╭─ THE RECORDS
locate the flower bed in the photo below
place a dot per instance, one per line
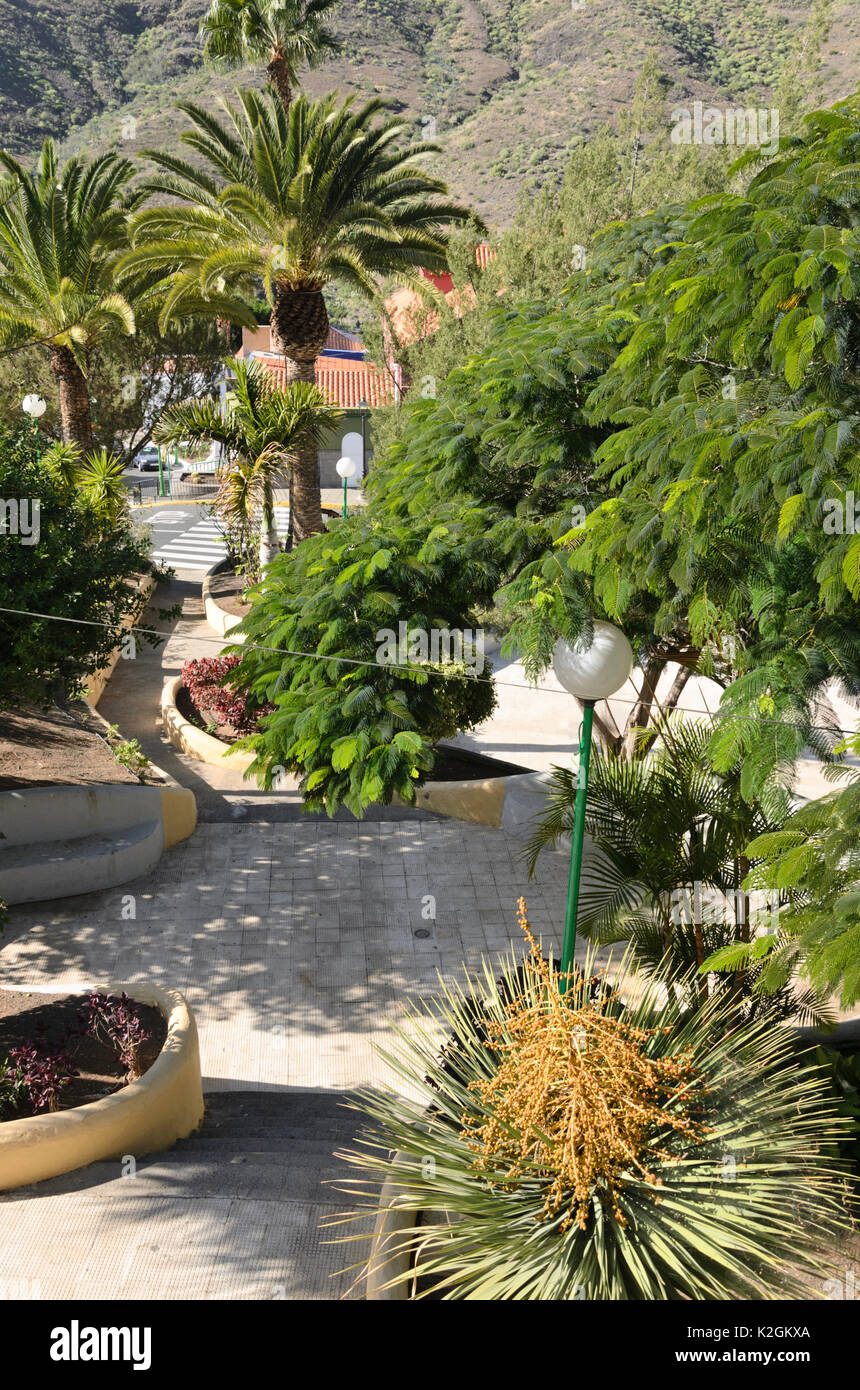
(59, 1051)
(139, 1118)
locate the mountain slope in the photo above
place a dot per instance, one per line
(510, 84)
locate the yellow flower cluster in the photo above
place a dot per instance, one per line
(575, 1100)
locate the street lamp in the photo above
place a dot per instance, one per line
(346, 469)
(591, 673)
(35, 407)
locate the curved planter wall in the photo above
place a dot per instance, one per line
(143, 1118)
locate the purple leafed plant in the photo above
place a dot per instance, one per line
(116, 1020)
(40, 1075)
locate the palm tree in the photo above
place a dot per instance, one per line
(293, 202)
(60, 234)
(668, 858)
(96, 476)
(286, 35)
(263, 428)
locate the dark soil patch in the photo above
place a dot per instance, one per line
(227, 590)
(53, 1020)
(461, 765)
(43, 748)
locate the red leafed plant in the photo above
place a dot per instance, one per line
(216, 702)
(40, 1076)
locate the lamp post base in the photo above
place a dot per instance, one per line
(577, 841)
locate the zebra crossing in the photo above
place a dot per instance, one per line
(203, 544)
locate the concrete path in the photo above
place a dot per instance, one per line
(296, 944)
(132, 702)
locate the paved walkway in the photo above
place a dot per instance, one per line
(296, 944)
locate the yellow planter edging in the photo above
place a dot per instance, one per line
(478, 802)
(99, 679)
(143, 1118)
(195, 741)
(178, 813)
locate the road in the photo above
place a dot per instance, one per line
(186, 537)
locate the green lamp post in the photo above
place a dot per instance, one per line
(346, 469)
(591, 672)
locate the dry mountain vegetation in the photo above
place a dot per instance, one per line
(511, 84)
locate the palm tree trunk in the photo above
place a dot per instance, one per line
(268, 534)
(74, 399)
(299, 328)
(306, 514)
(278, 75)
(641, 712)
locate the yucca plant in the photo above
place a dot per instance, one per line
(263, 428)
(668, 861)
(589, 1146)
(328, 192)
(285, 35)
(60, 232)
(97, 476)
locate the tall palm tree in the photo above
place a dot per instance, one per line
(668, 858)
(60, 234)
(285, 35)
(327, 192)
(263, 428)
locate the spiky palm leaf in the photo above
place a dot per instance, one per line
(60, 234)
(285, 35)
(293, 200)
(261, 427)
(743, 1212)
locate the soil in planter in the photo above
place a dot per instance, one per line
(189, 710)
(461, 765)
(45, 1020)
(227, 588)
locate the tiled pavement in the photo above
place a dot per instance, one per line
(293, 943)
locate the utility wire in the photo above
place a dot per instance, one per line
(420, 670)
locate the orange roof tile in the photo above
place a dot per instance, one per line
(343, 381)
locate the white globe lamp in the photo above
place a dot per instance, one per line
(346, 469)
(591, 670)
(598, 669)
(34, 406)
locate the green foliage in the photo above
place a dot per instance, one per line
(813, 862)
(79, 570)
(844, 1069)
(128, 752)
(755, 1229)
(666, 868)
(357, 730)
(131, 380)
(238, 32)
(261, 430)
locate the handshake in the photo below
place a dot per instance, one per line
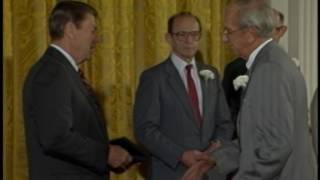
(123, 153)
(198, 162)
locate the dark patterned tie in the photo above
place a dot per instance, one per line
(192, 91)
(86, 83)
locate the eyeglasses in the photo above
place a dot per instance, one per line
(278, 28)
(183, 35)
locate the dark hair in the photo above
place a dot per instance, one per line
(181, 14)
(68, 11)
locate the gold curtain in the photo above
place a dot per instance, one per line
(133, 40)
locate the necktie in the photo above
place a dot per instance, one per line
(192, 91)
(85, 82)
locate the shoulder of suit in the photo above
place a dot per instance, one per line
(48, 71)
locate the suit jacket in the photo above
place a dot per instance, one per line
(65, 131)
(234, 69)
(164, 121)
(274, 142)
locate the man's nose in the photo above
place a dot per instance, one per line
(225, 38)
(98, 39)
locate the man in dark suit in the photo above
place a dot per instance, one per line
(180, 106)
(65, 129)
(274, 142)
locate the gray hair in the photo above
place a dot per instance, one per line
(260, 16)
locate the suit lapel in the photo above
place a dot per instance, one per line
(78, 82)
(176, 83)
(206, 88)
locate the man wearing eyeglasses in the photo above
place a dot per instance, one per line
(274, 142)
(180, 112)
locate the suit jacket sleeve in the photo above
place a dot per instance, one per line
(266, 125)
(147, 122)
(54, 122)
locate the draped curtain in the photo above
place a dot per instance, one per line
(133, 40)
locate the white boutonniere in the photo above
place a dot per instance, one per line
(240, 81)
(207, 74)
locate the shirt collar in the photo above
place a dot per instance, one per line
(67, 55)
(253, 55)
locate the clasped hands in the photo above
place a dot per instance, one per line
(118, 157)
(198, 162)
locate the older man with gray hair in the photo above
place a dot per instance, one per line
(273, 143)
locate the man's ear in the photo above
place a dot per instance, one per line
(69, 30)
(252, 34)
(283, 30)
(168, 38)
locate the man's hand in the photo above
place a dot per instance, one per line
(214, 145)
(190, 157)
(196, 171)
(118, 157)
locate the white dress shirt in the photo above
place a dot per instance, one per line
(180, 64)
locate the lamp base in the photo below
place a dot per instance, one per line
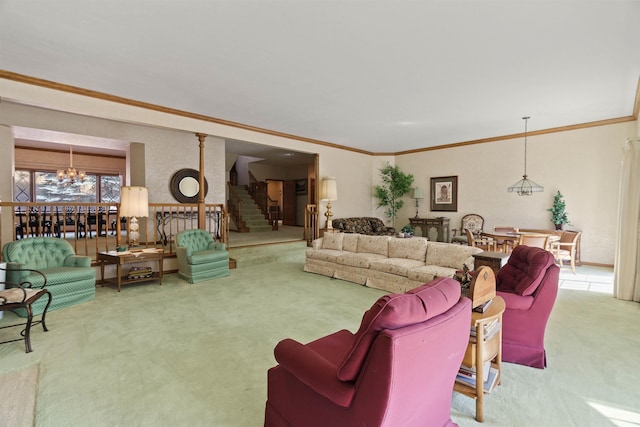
╰─
→ **REQUIRED WORK**
Return the lines word for word, starting at the line containing "locate the man's ear in the photo above" and ending at the final line above. Leave out the pictures.

→ **COMPLETED TASK**
locate the man's ear in the photo above
place a dot per instance, one per line
(69, 30)
(252, 34)
(283, 30)
(168, 38)
locate the man's hand in the photo above
place a dot per instance, one per line
(214, 145)
(190, 157)
(196, 171)
(118, 157)
locate the white dress shirt in the photo above
place a dot per instance, one per line
(180, 64)
locate the lamp base in the photo below
place a dot per instance, one per line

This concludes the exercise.